Pergeseran Paradigma Fikih dalam Islam

 
Pergeseran Paradigma Fikih dalam Islam

Oleh AHMAD FAIROZI*

LADUNI.ID, Jakarta - Sebagian kalangan meyakini bahwa pintu ijtihad telah ditutup. Berkaitan dengan penutupan pintu ijtihad, Anderson menyatakan:[1] “dengan mengkristalnya ajaran mazhab, hak berijtihad hanya dibatasi sampai kira-kira akhir abad ke-3 H yang ditandai dengan diterimanya jargon “pintu ijtihad telah ditutup”.[2] Realitas yang demikian ini awal-awal pada paruh terahir abad ke-3 hingga memahsuki abad ke-4.

Sebagian kalangan besar umat Islam mempersepsikan fikih  sudah final dan sudah cukup dengan segala bentuk ijtihad para keempat imam madzhab yang memproduksi hukum-hukum fikih tersebut. Sehingga dari itu masyarakat sudah menganggap fikih madzhab tersebut sebagai aturan paten, mutlak yang tidak dapat diganggu-gugat serta mesti dikerjakan. Sebagian masyarakat mempersepsikan hukum fikih sebagai kewajiban qoth’i. Realitas kesalahan pola pikir ini secara umum disebabkan hukum-hukum fikih hanya melulu dijajalkan hukum-hukumnya yang sudah berbentuk produk tampa diimbangi dengan penjelasan filosofis serta hikma dibalik disyariatkannya fikih tersebut. Sehingga bias yang ditorehkan adalah paradigma fikih dogmatik yang kaku dan stagnan.

Petunjuk Pengerjaan:
Tuliskan kembali bagian kutipan tentang pergeseran paradigma fikih dari "Oleh AHMAD FAIROZI*" sampai "memahsuki abad ke-4.", termasuk kedua bagian tersebut. Entri berikut tidak diperlukan.

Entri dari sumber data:
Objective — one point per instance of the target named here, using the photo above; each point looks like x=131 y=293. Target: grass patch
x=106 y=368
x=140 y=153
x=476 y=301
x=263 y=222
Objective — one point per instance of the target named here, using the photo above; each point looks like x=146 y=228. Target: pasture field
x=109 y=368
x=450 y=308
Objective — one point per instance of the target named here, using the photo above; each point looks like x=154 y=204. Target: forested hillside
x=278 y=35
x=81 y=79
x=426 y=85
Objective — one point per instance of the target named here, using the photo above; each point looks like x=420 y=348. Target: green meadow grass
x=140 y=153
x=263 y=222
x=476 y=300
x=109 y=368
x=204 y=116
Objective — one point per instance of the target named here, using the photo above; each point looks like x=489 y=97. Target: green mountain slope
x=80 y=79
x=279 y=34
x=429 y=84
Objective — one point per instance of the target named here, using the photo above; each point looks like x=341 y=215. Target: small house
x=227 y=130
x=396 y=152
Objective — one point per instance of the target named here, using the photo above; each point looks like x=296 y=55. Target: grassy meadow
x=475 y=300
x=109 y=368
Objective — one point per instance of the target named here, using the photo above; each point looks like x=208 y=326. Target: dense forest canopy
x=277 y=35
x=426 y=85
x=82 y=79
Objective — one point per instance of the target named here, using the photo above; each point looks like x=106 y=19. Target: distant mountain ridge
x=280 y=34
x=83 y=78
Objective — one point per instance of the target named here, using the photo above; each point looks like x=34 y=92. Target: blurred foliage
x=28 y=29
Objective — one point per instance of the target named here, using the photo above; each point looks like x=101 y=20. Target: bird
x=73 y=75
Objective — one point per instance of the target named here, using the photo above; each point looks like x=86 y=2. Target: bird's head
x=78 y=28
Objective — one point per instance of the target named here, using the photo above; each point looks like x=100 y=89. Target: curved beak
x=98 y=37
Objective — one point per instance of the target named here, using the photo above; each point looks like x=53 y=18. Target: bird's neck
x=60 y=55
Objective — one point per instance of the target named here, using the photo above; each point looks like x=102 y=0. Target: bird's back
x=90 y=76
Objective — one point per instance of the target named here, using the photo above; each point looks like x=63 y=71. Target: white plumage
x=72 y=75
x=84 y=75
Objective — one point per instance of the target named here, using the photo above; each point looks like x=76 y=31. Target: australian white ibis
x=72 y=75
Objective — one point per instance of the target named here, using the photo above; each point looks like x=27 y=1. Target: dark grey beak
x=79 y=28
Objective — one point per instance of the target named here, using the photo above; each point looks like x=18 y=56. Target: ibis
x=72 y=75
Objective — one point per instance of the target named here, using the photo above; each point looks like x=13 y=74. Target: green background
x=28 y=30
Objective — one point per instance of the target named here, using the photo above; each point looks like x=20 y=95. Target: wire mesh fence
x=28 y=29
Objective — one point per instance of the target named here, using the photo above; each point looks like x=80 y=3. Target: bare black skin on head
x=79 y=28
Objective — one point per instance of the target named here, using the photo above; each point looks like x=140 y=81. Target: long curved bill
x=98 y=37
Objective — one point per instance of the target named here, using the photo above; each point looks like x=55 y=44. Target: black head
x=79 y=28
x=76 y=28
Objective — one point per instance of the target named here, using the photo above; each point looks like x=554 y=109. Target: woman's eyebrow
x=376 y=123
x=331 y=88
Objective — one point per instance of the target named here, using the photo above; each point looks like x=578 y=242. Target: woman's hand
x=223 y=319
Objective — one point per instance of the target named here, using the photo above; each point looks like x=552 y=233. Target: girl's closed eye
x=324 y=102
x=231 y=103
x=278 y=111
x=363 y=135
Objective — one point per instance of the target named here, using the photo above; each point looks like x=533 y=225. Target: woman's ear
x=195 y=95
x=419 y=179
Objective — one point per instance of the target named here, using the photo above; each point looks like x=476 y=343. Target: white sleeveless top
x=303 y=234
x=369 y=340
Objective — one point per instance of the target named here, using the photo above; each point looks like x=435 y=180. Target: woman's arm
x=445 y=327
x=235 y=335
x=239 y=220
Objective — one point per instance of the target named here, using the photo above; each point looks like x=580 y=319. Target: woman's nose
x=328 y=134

Penyelesaian:
Oleh AHMAD FAIROZI*

LADUNI.ID, Jakarta - Sebagian kalangan meyakini bahwa pintu ijtihad telah ditutup. Berkaitan dengan penutupan pintu ijtihad, Anderson menyatakan:[1] “dengan mengkristalnya ajaran mazhab, hak berijtihad hanya dibatasi sampai kira-kira akhir abad ke-3 H yang ditandai dengan diterimanya jargon “pintu ijtihad telah ditutup”.[2] Realitas yang demikian ini awal-awal pada paruh terahir abad ke-3 hingga memahsuki abad ke-4.